— begin —
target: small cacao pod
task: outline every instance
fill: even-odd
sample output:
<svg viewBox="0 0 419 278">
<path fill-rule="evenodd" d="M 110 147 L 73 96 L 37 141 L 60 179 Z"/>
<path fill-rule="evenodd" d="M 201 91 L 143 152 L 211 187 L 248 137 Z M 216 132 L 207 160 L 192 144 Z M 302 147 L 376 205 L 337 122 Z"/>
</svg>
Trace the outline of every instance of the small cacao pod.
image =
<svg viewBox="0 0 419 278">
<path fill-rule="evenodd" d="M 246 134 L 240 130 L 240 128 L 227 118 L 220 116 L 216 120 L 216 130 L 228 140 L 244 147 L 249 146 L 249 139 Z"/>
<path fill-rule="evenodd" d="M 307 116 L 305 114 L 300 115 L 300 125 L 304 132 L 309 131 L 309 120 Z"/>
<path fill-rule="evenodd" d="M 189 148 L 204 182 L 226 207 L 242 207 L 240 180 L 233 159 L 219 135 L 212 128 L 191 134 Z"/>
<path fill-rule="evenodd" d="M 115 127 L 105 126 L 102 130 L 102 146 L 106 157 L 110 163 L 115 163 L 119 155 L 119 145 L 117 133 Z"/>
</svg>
— end —
- _What the exercise asks_
Repeat every line of the records above, unchanged and in the same order.

- _Answer in full_
target: small cacao pod
task: outline every instance
fill: even-odd
sample output:
<svg viewBox="0 0 419 278">
<path fill-rule="evenodd" d="M 110 147 L 73 96 L 37 141 L 60 179 Z"/>
<path fill-rule="evenodd" d="M 201 91 L 143 152 L 211 187 L 248 137 Z M 216 132 L 207 160 L 192 144 Z M 302 147 L 376 205 L 337 122 Z"/>
</svg>
Trace the outline of every instance of the small cacao pod.
image =
<svg viewBox="0 0 419 278">
<path fill-rule="evenodd" d="M 246 134 L 240 130 L 240 128 L 227 118 L 220 116 L 216 120 L 216 130 L 228 140 L 244 147 L 249 146 L 249 139 Z"/>
<path fill-rule="evenodd" d="M 307 116 L 305 114 L 300 115 L 300 125 L 304 132 L 309 131 L 309 120 Z"/>
<path fill-rule="evenodd" d="M 189 148 L 204 182 L 226 207 L 242 207 L 240 180 L 233 159 L 219 135 L 212 128 L 191 134 Z"/>
<path fill-rule="evenodd" d="M 115 127 L 105 126 L 102 130 L 102 146 L 106 157 L 110 163 L 115 163 L 119 155 L 119 145 L 117 133 Z"/>
</svg>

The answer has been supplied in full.